SOURCE RECORDS.
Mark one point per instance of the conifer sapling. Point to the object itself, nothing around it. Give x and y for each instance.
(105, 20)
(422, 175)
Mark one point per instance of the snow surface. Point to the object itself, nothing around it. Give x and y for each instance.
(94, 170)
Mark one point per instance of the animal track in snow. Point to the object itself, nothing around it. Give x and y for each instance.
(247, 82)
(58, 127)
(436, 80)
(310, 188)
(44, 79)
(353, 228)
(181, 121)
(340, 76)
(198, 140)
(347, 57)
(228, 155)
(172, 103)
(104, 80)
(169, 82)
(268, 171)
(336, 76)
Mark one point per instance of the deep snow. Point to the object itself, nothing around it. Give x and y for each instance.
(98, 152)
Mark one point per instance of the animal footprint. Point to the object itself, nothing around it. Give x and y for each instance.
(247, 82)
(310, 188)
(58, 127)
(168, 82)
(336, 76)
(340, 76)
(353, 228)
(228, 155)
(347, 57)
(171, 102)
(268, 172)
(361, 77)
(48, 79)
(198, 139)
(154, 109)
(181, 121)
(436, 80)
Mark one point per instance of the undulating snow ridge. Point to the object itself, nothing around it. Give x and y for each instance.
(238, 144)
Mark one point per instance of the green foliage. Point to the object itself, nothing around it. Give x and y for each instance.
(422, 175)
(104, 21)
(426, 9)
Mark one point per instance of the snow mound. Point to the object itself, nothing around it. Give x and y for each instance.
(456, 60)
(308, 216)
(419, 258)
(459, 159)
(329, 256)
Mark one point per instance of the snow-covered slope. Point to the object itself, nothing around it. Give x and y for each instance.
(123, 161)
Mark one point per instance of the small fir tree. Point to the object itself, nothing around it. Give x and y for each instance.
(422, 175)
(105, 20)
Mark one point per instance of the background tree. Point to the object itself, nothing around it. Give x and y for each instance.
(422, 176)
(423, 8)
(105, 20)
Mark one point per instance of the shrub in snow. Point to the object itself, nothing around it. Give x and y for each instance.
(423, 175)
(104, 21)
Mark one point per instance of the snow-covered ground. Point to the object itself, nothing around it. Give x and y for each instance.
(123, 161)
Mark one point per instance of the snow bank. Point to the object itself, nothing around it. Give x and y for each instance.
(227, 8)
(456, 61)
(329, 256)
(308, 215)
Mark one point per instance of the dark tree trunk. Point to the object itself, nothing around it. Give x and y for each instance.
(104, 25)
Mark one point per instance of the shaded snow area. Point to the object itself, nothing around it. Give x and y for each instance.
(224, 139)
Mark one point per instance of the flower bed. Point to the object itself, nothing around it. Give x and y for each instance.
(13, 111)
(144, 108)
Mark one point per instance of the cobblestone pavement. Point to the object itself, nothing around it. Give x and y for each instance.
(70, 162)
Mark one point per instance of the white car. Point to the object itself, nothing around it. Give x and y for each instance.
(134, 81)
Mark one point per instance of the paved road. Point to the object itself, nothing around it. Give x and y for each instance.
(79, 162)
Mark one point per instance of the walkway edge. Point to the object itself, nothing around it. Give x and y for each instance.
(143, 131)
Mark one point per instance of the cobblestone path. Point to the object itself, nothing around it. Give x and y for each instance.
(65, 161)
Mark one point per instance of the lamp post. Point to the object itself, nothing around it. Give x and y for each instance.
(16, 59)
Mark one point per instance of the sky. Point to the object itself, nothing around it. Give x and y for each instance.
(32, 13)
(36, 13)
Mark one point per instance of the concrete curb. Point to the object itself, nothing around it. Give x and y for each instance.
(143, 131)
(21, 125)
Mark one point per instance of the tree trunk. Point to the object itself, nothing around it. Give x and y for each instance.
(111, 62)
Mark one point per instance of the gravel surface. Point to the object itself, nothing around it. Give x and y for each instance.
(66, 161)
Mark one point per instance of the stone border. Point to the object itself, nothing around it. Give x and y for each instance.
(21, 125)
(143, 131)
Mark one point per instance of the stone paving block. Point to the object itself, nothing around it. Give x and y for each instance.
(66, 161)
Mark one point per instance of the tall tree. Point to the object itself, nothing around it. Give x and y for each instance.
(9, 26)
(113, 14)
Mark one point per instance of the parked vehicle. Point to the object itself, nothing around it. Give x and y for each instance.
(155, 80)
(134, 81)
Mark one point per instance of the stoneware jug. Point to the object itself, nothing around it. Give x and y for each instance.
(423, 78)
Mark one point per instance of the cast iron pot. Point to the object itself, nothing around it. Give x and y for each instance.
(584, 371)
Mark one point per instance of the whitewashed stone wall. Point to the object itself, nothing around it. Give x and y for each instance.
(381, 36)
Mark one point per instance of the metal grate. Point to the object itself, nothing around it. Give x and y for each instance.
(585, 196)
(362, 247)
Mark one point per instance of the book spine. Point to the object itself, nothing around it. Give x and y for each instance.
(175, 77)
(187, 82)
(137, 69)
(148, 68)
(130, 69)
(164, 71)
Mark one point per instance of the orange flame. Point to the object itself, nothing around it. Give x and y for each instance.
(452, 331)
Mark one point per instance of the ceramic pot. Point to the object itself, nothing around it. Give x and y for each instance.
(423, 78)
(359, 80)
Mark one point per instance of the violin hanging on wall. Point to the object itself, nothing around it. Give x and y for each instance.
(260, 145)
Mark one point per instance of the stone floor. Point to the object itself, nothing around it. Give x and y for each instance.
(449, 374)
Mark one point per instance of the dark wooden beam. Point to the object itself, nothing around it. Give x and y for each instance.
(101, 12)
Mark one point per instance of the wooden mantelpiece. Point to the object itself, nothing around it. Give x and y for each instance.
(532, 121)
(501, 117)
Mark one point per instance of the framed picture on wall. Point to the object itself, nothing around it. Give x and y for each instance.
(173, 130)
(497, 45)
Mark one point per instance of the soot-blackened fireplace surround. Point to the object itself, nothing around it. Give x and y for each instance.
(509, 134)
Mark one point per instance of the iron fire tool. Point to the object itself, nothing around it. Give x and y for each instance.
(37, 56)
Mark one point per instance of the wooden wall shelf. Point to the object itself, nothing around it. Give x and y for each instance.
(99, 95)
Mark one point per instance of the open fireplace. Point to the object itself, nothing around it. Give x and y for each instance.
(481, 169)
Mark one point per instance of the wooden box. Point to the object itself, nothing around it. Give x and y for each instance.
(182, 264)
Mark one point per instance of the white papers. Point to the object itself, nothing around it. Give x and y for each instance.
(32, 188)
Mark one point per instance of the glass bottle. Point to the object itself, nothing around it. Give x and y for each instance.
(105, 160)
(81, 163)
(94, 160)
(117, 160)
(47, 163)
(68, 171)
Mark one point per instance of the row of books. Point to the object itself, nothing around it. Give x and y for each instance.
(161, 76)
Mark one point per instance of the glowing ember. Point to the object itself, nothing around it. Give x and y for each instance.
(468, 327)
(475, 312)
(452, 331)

EXERCISE REQUIREMENTS. Each entry above needs to be retyped exactly.

FINISHED TASK.
Mark one point per instance of the conifer sapling. Point to the object itself, nothing around it. Give x and y for each instance.
(105, 20)
(422, 175)
Mark one point per instance of the snow surface. Point to the object itself, nothing around it. Give x and y for each instance.
(94, 170)
Mark one point per instance of the animal track in snow. Point to the object itself, nothing around it. Give x and y for each instance.
(247, 82)
(58, 127)
(436, 80)
(310, 188)
(44, 79)
(353, 228)
(181, 121)
(340, 76)
(198, 140)
(347, 57)
(228, 155)
(172, 103)
(104, 80)
(169, 82)
(268, 171)
(336, 76)
Mark one point per instance of the deep snow. Point to the object itself, nothing around it. Give x and y for each instance.
(98, 152)
Mark one point per instance of the animal footprint. Point to the object itself, nothing around it. Give x and y for each instance.
(247, 82)
(310, 188)
(58, 127)
(168, 82)
(336, 76)
(340, 76)
(353, 228)
(228, 155)
(347, 57)
(171, 102)
(268, 172)
(361, 77)
(48, 79)
(198, 139)
(154, 109)
(181, 121)
(436, 80)
Mark one point per instance of the undulating snow ridge. Point to the object itself, nothing around it. Give x and y for each instance.
(238, 144)
Mark one point per instance of the green foliage. Point to the object itself, nothing around it. Give x and y for each instance.
(422, 175)
(104, 21)
(426, 9)
Mark one point per instance of the snow mound. Point to the object itself, nothing around it. Give x and y for each instance.
(456, 60)
(308, 216)
(419, 258)
(459, 159)
(329, 256)
Mark one point per instance of the snow-covered slope. Point to the object itself, nothing around it. Give x and y for each instance.
(123, 161)
Mark one point per instance of the small fir tree. Point to the object itself, nothing around it. Give x and y for each instance.
(422, 175)
(105, 20)
Mark one point per instance of the background tree. Point to the object itself, nothing around it. Give x and y for each instance.
(422, 176)
(423, 8)
(105, 20)
Mark one point per instance of the shrub in snow. Point to the object itself, nothing around it. Give x and y for each instance.
(423, 175)
(104, 21)
Mark one point per instance of the snow-covered ground. Point to the object itself, nothing around it. Give x and y for each instance.
(123, 161)
Mark one point per instance of the snow bank. Point to the object itself, nothing around it. Give x and y for each instance.
(227, 8)
(456, 61)
(329, 256)
(308, 215)
Mark one point per instance of the dark tree trunk. Point to the object itself, nothing around it. Give x and y for each instance.
(104, 25)
Mark one point per instance of the shaded snow area. Point to the object itself, nothing around it. Give x and y for each instance.
(224, 139)
Mark one point per instance of the flower bed. Point to the object itself, nothing around it. Give x and y for each instance.
(13, 111)
(144, 108)
Mark one point per instance of the cobblestone pavement. Point to the object itself, nothing around it. Give x and y for each instance.
(70, 162)
Mark one point per instance of the white car. Point to the object itself, nothing around it. Give x and y for each instance.
(134, 81)
Mark one point per instance of the paved road. Point to the object itself, nothing around it. Give x and y for each instance.
(79, 162)
Mark one point per instance of the walkway edge. Point to the object itself, nothing around it. Give x and y for each instance.
(143, 131)
Mark one point per instance of the cobblestone path. Point to the object itself, nothing around it. Give x and y for each instance.
(65, 161)
Mark one point per instance of the lamp post. Point to the object itself, nothing around it. Give x and y for each instance.
(16, 59)
Mark one point per instance of the sky. Point to the object itself, nothing around it. Give x and y for each instance.
(32, 13)
(36, 13)
Mark one point per instance of the concrete curb. Point to the object itself, nothing around it. Give x and y for each instance.
(143, 131)
(21, 125)
Mark one point per instance of the tree trunk. Point to the object itself, nothing around it. Give x and y for each instance.
(111, 62)
Mark one point per instance of the gravel surface. Point to the object itself, nothing around it. Give x and y for each instance.
(66, 161)
Mark one point per instance of the stone border. Point to the object itself, nothing around it. Give x and y for each instance.
(21, 125)
(143, 131)
Mark one point per instance of the stone paving block. Point to the object itself, nothing around it. Give x and y for each instance.
(66, 161)
Mark one point per instance of the tall tree. Point to the object itself, nothing around it. Give x and y for each instance.
(9, 26)
(113, 14)
Mark one point per instance of the parked vehicle. Point to the object itself, nothing around it. Give x and y for each instance.
(155, 80)
(134, 81)
Mark one point per instance of the stoneware jug. Point to the object itself, nothing around it. Give x and y for each instance.
(423, 78)
Mark one point per instance of the cast iron pot. Point to the object itself, nothing around it. Give x and y for each instance.
(584, 371)
Mark one point per instance of the whitewashed stone wall. Point to the object itself, nothing around it. Give x and y for each instance.
(381, 36)
Mark one point per instance of the metal grate. Point to the object itself, nothing around it. Give x and y for each instance.
(585, 196)
(362, 247)
Mark one point per instance of the book spine. Point to the object itself, nothing around it. Give x and y for each instance.
(175, 77)
(187, 82)
(137, 69)
(148, 68)
(130, 69)
(164, 71)
Mark one point per instance of the orange flame. Point to the object itself, nothing around it. Give x and y for each instance.
(452, 331)
Mark one point per instance of the ceramic pot. Point to the object itself, nothing around it. Give x and y for each instance.
(423, 78)
(359, 80)
Mark one point per instance of the violin hanging on wall. Point to the object itself, nothing around it. Give x and y for each instance.
(260, 145)
Mark one point per instance of the stone floor. Point to the object itself, nothing around it. Give x and y for each instance.
(449, 374)
Mark one point per instance of the dark wooden beam. Point to the object itself, nothing around it. Give x and y for each instance.
(101, 12)
Mark one point per instance of the wooden mantelpiece. Point to the object itself, nothing around it. Give x and y for each instance.
(532, 121)
(501, 117)
Mark one point per instance of the framed picture on wall. Point to the object itself, nothing around it. Give x and y for each instance.
(173, 130)
(497, 45)
Mark one point per instance of the soot-blackened fireplace surround. Point to the object itself, nothing around it. Give x and y for each instance.
(509, 134)
Mark one point per instance of the iron fire tool. Point to the object itself, nothing around it. Give x and y for each instance.
(37, 56)
Mark one point per instance of the wooden wall shelf. Point to the object itself, nothing around it. Give x and y for each instance.
(99, 95)
Mark one point per instance of the open fireplace. Point to the object itself, nothing around it. Give x and y for each instance.
(481, 169)
Mark one point per instance of the wooden box. Point to the object itself, nothing around it. Give x and y for each instance.
(182, 264)
Mark one point per instance of the white papers. Point to the object itself, nothing around it. Give x and y for each instance.
(32, 188)
Mark one point per instance of the glass bottle. Point to the object itself, nothing around it. Give x and y for each instance.
(105, 160)
(81, 163)
(94, 160)
(117, 160)
(47, 163)
(68, 171)
Mark one point per instance of the row of books. Point to the object itself, nothing around it. Give x and y for each instance.
(161, 76)
Mark one point per instance of the glowing ember. Point to the object itself, nothing around it. Give x and y for each instance.
(468, 327)
(475, 312)
(452, 331)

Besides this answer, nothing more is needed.